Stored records
=== Section Start ===

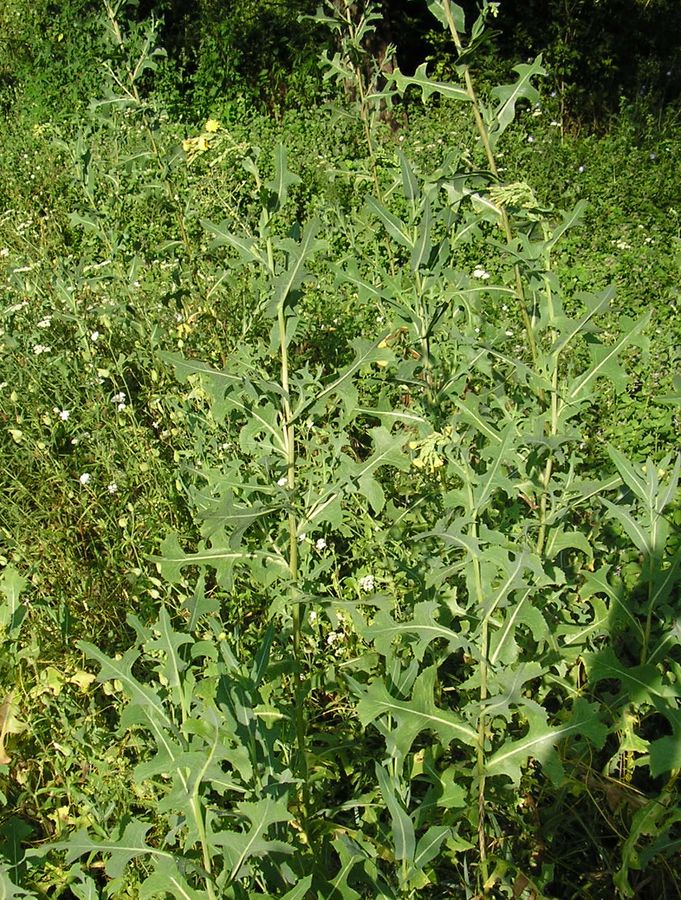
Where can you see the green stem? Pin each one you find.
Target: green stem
(491, 161)
(290, 444)
(482, 719)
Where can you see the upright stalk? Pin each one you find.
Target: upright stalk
(289, 436)
(491, 161)
(482, 719)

=== Section End ===

What to produce: Could you find every line in the records above that contains the word "each" and copy it?

Answer area:
Where can you see the green stem? Pin each one you find.
Where can you see the upright stalk? Pin each one you find.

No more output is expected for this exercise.